4.3. Het verwijt van The BEAT Factory aan het adres van Handyman komt er in essentie op neer dat één of enkele werknemers van Handyman in de digitale leeromgeving van Handyman slagingsgegevens van één of meer werknemers hebben gewijzigd. Volgens Handyman is dat gebeurd door, na het doen van een toets in de digitale leeromgeving van Handyman, in de adresbalk getoonde gegevens te wijzigen alvorens het resultaat van de gemaakte toets wordt getoond. Van een gebruik van het beeldmerk ‘eBEAT’ of van één van de handelsnamen van The BEAT Factory is daarbij geen sprake. Het gebruik van de naam ‘e-beat’ als extensie in een adreslink naar een webpagina is evenmin aan te merken als gebruik van het beeldmerk ‘eBEAT’, noch als (onrechtmatig) gebruik van de handelsnaam ‘eBEAT’. Bij het onder b gevorderde heeft The BEAT Factory dan ook geen belang. Aangezien Handyman en haar werknemers inmiddels geen toegang meer hebben tot de digitale leeromgeving van Handyman, is de mogelijkheid van herhaling van de verweten gedraging uitgesloten en heeft The BEAT Factory ook geen belang bij haar vordering onder a. De vorderingen onder c tot en met e zijn te beschouwen als nevenvorderingen en komen bij gebrek aan een zelfstandig belang én een deugdelijke onderbouwing van de gestelde en door Handyman betwiste schadebedragen evenmin voor toewijzing in aanmerking.

## [Gegeven gegevens]
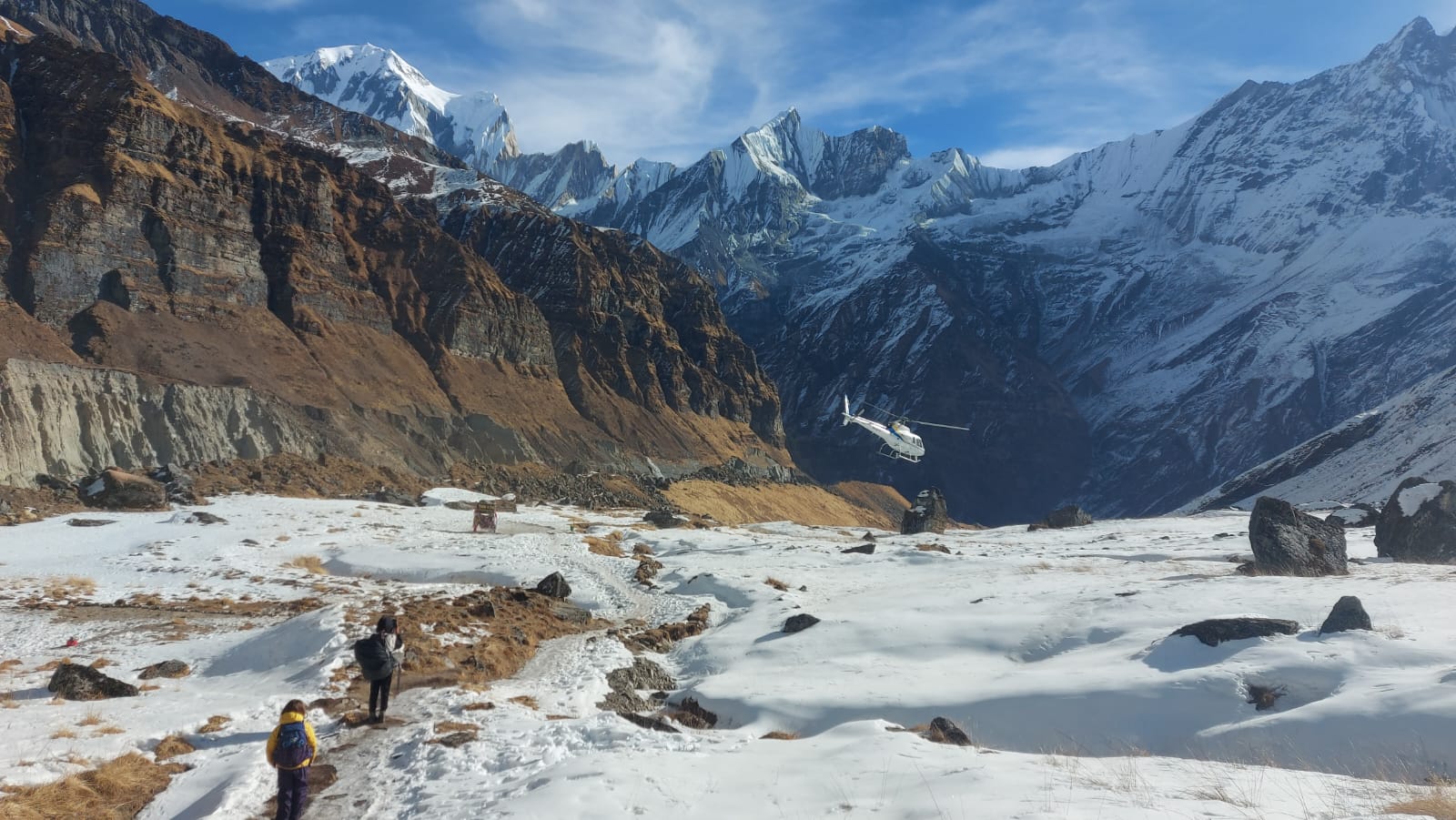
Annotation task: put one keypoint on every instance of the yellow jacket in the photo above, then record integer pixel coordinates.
(308, 728)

## [Werkinstructie]
Kopieer de tekst over het geschil tussen The BEAT Factory en Handyman volledig en woord voor woord. De gegevens heb je hiervoor niet nodig.

## [Resultaat]
4.3. Het verwijt van The BEAT Factory aan het adres van Handyman komt er in essentie op neer dat één of enkele werknemers van Handyman in de digitale leeromgeving van Handyman slagingsgegevens van één of meer werknemers hebben gewijzigd. Volgens Handyman is dat gebeurd door, na het doen van een toets in de digitale leeromgeving van Handyman, in de adresbalk getoonde gegevens te wijzigen alvorens het resultaat van de gemaakte toets wordt getoond. Van een gebruik van het beeldmerk ‘eBEAT’ of van één van de handelsnamen van The BEAT Factory is daarbij geen sprake. Het gebruik van de naam ‘e-beat’ als extensie in een adreslink naar een webpagina is evenmin aan te merken als gebruik van het beeldmerk ‘eBEAT’, noch als (onrechtmatig) gebruik van de handelsnaam ‘eBEAT’. Bij het onder b gevorderde heeft The BEAT Factory dan ook geen belang. Aangezien Handyman en haar werknemers inmiddels geen toegang meer hebben tot de digitale leeromgeving van Handyman, is de mogelijkheid van herhaling van de verweten gedraging uitgesloten en heeft The BEAT Factory ook geen belang bij haar vordering onder a. De vorderingen onder c tot en met e zijn te beschouwen als nevenvorderingen en komen bij gebrek aan een zelfstandig belang én een deugdelijke onderbouwing van de gestelde en door Handyman betwiste schadebedragen evenmin voor toewijzing in aanmerking.